■ WHAT TO PRODUCE ■
Extract, unchanged, the lines starting at the one that contains "target: <item>wall opening</item>" and ending at the one that contains "33 L 40 33 L".

[Source data]
:::

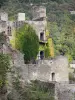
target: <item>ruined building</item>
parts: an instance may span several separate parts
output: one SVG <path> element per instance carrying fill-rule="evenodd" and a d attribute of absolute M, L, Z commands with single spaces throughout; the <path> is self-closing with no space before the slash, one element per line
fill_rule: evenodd
<path fill-rule="evenodd" d="M 55 82 L 55 100 L 74 100 L 75 85 L 69 84 L 68 60 L 64 56 L 54 59 L 39 60 L 37 64 L 24 64 L 23 54 L 12 48 L 10 40 L 13 31 L 23 24 L 30 24 L 39 37 L 39 53 L 37 59 L 45 58 L 45 46 L 49 45 L 50 55 L 54 56 L 52 39 L 47 33 L 46 8 L 35 6 L 32 9 L 32 20 L 25 20 L 25 13 L 18 13 L 15 21 L 8 20 L 8 14 L 0 13 L 0 34 L 6 36 L 6 43 L 0 46 L 0 52 L 9 53 L 12 56 L 12 66 L 15 66 L 15 76 L 19 71 L 21 81 L 40 80 Z M 9 80 L 12 79 L 8 74 Z M 73 99 L 72 99 L 73 98 Z"/>

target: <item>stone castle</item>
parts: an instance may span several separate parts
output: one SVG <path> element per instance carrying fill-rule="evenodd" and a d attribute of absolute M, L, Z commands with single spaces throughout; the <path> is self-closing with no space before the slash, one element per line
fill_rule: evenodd
<path fill-rule="evenodd" d="M 55 100 L 74 100 L 75 85 L 69 84 L 68 60 L 66 57 L 58 56 L 54 59 L 45 60 L 44 49 L 39 49 L 37 63 L 26 65 L 24 64 L 23 54 L 11 47 L 10 40 L 13 30 L 21 27 L 24 23 L 33 26 L 39 37 L 40 46 L 47 44 L 46 8 L 35 6 L 32 14 L 33 19 L 30 21 L 25 20 L 25 13 L 18 13 L 17 20 L 9 21 L 7 13 L 0 13 L 0 33 L 5 34 L 7 41 L 0 46 L 0 52 L 12 56 L 11 66 L 15 66 L 15 75 L 19 71 L 22 82 L 29 82 L 30 80 L 54 82 L 56 87 Z M 8 74 L 8 78 L 11 79 L 10 74 Z"/>

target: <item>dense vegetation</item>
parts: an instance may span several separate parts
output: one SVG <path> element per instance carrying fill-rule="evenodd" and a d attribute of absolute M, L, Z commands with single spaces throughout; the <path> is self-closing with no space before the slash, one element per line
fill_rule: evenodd
<path fill-rule="evenodd" d="M 35 60 L 39 50 L 39 39 L 35 30 L 25 23 L 15 32 L 15 48 L 24 54 L 26 63 Z"/>
<path fill-rule="evenodd" d="M 25 12 L 26 19 L 32 19 L 31 7 L 35 4 L 47 8 L 55 55 L 67 55 L 70 61 L 75 59 L 75 15 L 70 14 L 75 10 L 75 0 L 7 0 L 1 9 L 9 13 L 10 20 L 14 20 L 18 12 Z"/>
<path fill-rule="evenodd" d="M 55 100 L 54 88 L 54 84 L 40 81 L 32 81 L 22 87 L 16 80 L 13 83 L 12 92 L 8 95 L 8 100 Z"/>

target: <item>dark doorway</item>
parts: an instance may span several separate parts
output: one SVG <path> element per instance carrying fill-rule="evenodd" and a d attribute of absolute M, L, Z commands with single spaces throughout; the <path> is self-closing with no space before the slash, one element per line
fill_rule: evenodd
<path fill-rule="evenodd" d="M 55 73 L 52 73 L 52 81 L 55 81 Z"/>
<path fill-rule="evenodd" d="M 44 51 L 40 51 L 40 59 L 44 59 Z"/>
<path fill-rule="evenodd" d="M 40 40 L 41 40 L 41 41 L 44 41 L 44 32 L 41 32 L 41 33 L 40 33 Z"/>

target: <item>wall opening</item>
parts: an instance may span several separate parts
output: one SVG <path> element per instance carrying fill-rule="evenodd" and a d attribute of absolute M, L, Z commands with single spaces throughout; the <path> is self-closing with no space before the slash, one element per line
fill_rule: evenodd
<path fill-rule="evenodd" d="M 40 51 L 40 59 L 44 59 L 44 51 Z"/>
<path fill-rule="evenodd" d="M 55 73 L 52 73 L 52 81 L 55 81 Z"/>
<path fill-rule="evenodd" d="M 44 32 L 41 32 L 41 33 L 40 33 L 40 40 L 41 40 L 41 41 L 44 41 Z"/>

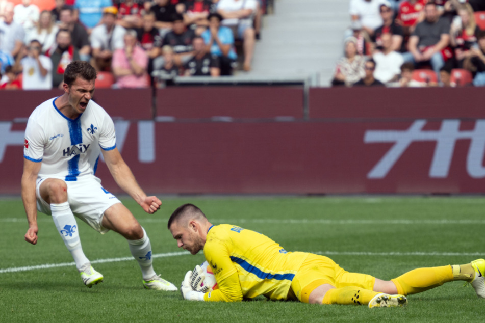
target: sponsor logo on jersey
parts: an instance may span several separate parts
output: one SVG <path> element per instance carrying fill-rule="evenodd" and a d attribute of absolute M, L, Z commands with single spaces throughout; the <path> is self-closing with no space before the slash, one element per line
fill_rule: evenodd
<path fill-rule="evenodd" d="M 70 147 L 68 147 L 65 149 L 62 150 L 62 155 L 66 156 L 76 156 L 81 153 L 86 152 L 90 145 L 84 145 L 83 144 L 78 144 L 73 145 Z"/>
<path fill-rule="evenodd" d="M 64 226 L 64 230 L 61 230 L 61 234 L 64 234 L 64 236 L 72 236 L 72 233 L 75 233 L 74 229 L 76 228 L 76 226 L 70 226 L 68 224 L 66 224 Z"/>
<path fill-rule="evenodd" d="M 64 134 L 63 134 L 62 133 L 59 133 L 59 134 L 56 134 L 56 136 L 52 136 L 52 137 L 49 138 L 49 141 L 54 140 L 56 138 L 61 138 L 63 137 L 64 137 Z"/>
<path fill-rule="evenodd" d="M 91 126 L 88 128 L 87 129 L 88 133 L 90 133 L 91 134 L 94 134 L 94 133 L 96 133 L 96 130 L 98 128 L 95 127 L 94 125 L 93 125 L 93 124 L 91 123 Z"/>

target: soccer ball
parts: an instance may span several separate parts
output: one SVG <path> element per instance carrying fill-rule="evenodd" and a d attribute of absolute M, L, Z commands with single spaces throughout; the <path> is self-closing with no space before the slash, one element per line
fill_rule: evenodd
<path fill-rule="evenodd" d="M 211 291 L 214 289 L 219 288 L 217 286 L 217 282 L 216 281 L 216 278 L 214 276 L 214 273 L 212 272 L 212 268 L 207 261 L 204 261 L 203 263 L 200 265 L 200 267 L 204 271 L 204 274 L 206 275 L 206 278 L 204 279 L 202 286 L 207 286 L 209 288 L 209 291 Z"/>

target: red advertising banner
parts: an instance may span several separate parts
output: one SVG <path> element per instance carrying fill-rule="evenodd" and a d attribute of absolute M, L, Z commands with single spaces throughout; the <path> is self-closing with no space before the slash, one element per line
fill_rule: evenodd
<path fill-rule="evenodd" d="M 157 91 L 157 115 L 177 119 L 218 117 L 303 117 L 302 87 L 171 87 Z"/>
<path fill-rule="evenodd" d="M 0 121 L 28 118 L 42 102 L 62 95 L 63 91 L 0 91 Z M 151 89 L 99 89 L 93 100 L 113 118 L 151 119 L 153 118 Z"/>
<path fill-rule="evenodd" d="M 485 192 L 485 119 L 115 124 L 147 192 Z M 20 192 L 24 126 L 0 122 L 0 194 Z M 105 166 L 97 175 L 119 192 Z"/>

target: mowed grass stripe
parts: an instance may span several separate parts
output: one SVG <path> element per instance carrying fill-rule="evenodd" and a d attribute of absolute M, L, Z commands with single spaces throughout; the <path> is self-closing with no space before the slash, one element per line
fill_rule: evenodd
<path fill-rule="evenodd" d="M 479 252 L 471 253 L 460 253 L 460 252 L 361 252 L 361 251 L 312 251 L 312 253 L 317 255 L 323 255 L 325 256 L 473 256 L 475 257 L 483 256 L 483 254 Z M 162 258 L 165 257 L 174 257 L 177 256 L 185 256 L 190 255 L 190 253 L 188 251 L 182 251 L 180 252 L 169 252 L 163 254 L 157 254 L 153 255 L 154 258 Z M 98 259 L 93 260 L 91 262 L 92 264 L 96 263 L 106 263 L 110 262 L 118 262 L 119 261 L 127 261 L 133 260 L 133 257 L 123 257 L 121 258 L 111 258 L 104 259 Z M 5 269 L 0 269 L 0 274 L 6 273 L 18 273 L 20 272 L 27 272 L 33 270 L 49 269 L 50 268 L 57 268 L 59 267 L 68 267 L 69 266 L 74 266 L 75 263 L 72 262 L 63 262 L 61 263 L 46 263 L 41 265 L 35 265 L 33 266 L 25 266 L 23 267 L 13 267 L 11 268 L 6 268 Z"/>

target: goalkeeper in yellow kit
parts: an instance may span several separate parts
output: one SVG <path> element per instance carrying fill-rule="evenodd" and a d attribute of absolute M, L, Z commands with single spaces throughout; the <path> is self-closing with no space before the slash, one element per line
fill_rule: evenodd
<path fill-rule="evenodd" d="M 462 265 L 419 268 L 384 281 L 349 273 L 329 258 L 289 252 L 268 237 L 228 224 L 212 225 L 193 204 L 177 208 L 168 229 L 180 247 L 195 255 L 203 250 L 218 288 L 204 292 L 199 266 L 188 272 L 181 290 L 187 300 L 234 302 L 260 295 L 311 304 L 402 306 L 406 295 L 454 280 L 470 283 L 485 298 L 485 260 Z"/>

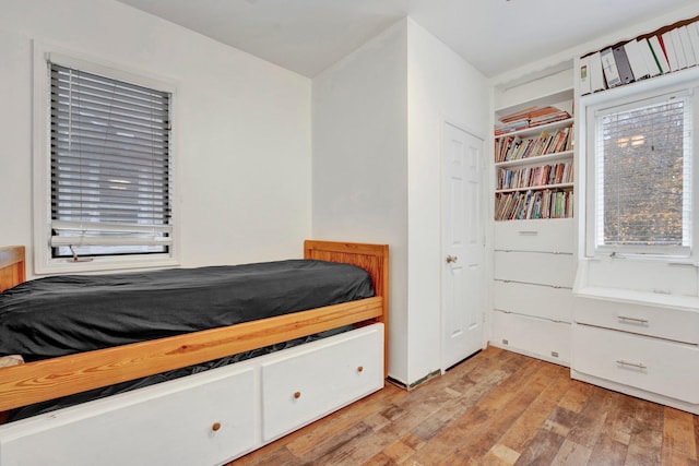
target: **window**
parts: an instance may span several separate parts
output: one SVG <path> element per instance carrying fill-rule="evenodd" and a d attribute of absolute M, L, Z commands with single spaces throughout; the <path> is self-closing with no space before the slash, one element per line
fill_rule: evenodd
<path fill-rule="evenodd" d="M 44 264 L 54 272 L 57 263 L 72 271 L 171 259 L 171 91 L 62 56 L 44 63 Z"/>
<path fill-rule="evenodd" d="M 692 96 L 627 96 L 589 108 L 589 241 L 595 254 L 689 256 Z"/>

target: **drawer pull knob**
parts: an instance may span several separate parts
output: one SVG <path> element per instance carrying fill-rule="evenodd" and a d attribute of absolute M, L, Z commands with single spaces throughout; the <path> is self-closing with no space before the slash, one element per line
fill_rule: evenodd
<path fill-rule="evenodd" d="M 636 323 L 639 323 L 639 324 L 647 324 L 648 323 L 648 319 L 629 318 L 628 315 L 619 315 L 617 319 L 620 320 L 620 321 L 636 322 Z"/>
<path fill-rule="evenodd" d="M 648 369 L 648 367 L 642 362 L 629 362 L 629 361 L 625 361 L 624 359 L 618 359 L 616 363 L 619 366 L 627 366 L 627 367 L 637 368 L 640 370 Z"/>

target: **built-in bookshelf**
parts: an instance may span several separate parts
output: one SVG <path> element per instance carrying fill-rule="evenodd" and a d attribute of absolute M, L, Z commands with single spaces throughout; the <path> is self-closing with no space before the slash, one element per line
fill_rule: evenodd
<path fill-rule="evenodd" d="M 496 112 L 496 119 L 495 219 L 572 217 L 573 117 L 555 106 L 533 105 Z"/>
<path fill-rule="evenodd" d="M 699 65 L 699 16 L 678 21 L 578 60 L 580 95 Z"/>

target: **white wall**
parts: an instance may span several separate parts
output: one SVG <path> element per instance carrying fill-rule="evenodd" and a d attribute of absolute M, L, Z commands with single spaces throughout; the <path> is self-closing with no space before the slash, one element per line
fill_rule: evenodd
<path fill-rule="evenodd" d="M 390 246 L 389 375 L 406 377 L 407 76 L 401 21 L 313 79 L 313 237 Z"/>
<path fill-rule="evenodd" d="M 489 87 L 481 72 L 420 25 L 408 20 L 407 26 L 407 378 L 412 383 L 446 369 L 440 353 L 442 126 L 450 121 L 482 139 L 489 134 Z"/>
<path fill-rule="evenodd" d="M 0 244 L 32 251 L 32 40 L 177 83 L 183 266 L 300 256 L 310 80 L 112 0 L 2 2 Z"/>
<path fill-rule="evenodd" d="M 391 247 L 389 375 L 441 369 L 440 145 L 488 126 L 485 77 L 402 20 L 313 79 L 313 236 Z"/>

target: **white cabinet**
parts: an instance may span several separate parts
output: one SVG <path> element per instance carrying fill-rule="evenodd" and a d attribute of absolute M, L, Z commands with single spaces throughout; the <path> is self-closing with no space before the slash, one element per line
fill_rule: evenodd
<path fill-rule="evenodd" d="M 319 351 L 262 365 L 262 439 L 266 443 L 383 386 L 381 335 L 365 333 Z"/>
<path fill-rule="evenodd" d="M 573 219 L 496 222 L 490 344 L 570 362 Z"/>
<path fill-rule="evenodd" d="M 225 464 L 382 387 L 378 323 L 0 426 L 0 465 Z"/>
<path fill-rule="evenodd" d="M 696 304 L 680 309 L 578 295 L 573 320 L 573 379 L 699 414 Z"/>
<path fill-rule="evenodd" d="M 4 426 L 0 464 L 213 465 L 252 450 L 252 368 L 161 385 Z"/>
<path fill-rule="evenodd" d="M 578 325 L 576 371 L 677 399 L 699 409 L 699 349 L 660 338 Z"/>

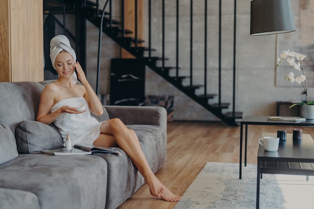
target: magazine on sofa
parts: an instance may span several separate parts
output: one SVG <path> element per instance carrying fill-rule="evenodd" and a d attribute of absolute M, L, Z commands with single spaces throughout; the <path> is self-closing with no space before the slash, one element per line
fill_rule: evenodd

:::

■ FULL SOLUTION ■
target: <item>wall opening</item>
parts: an instance may span several separate parts
output: one SVG <path> element per instance carrying fill-rule="evenodd" and a d attribute of absolute M, L, Z commands with single spaces throughout; the <path> is self-closing with no space before the slash, one element per line
fill_rule: evenodd
<path fill-rule="evenodd" d="M 40 51 L 40 59 L 44 59 L 44 51 Z"/>
<path fill-rule="evenodd" d="M 55 73 L 52 73 L 52 81 L 55 81 Z"/>
<path fill-rule="evenodd" d="M 44 32 L 41 32 L 41 33 L 40 33 L 40 40 L 41 40 L 41 41 L 44 41 Z"/>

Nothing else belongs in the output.